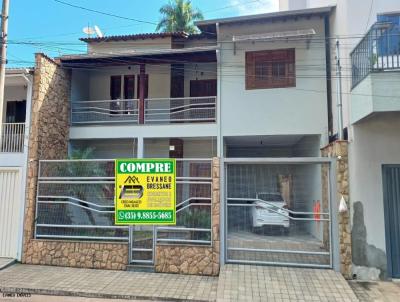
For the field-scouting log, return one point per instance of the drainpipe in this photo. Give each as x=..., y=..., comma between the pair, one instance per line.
x=328, y=74
x=220, y=148
x=142, y=79
x=339, y=91
x=29, y=80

OBJECTIVE — Please print every item above verbatim, leaving out the pictures.

SOLUTION FOR THIS TASK —
For the field-scouting log, return one point per instance of the drainpipe in this photo. Give each as x=..., y=..., comma between the pair, one instance per line.
x=328, y=74
x=220, y=148
x=142, y=79
x=339, y=91
x=29, y=80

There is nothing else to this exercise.